**PROVIDED DATA**
● ● ● ● ● ● ●
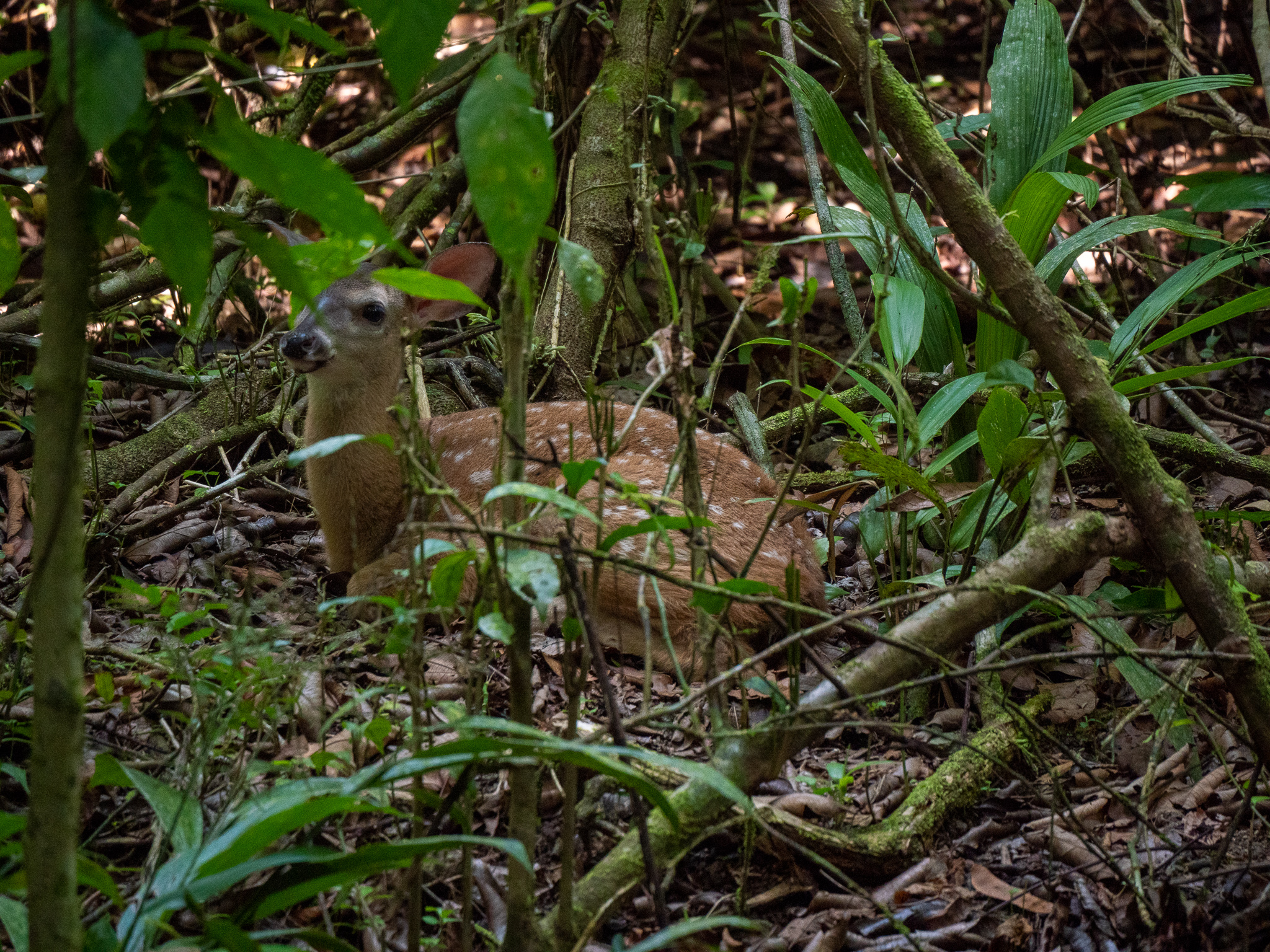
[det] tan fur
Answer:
● ● ● ● ● ● ●
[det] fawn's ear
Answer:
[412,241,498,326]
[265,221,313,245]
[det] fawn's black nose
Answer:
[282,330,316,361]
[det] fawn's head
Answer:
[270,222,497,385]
● ● ● ● ● ● ●
**SHORT EXERCISE**
Gather every line from the items above that contains the word "fawn", and copy each line unchanged.

**WORKED ANSWER**
[det] fawn's ear
[det] fawn's black nose
[det] fawn's head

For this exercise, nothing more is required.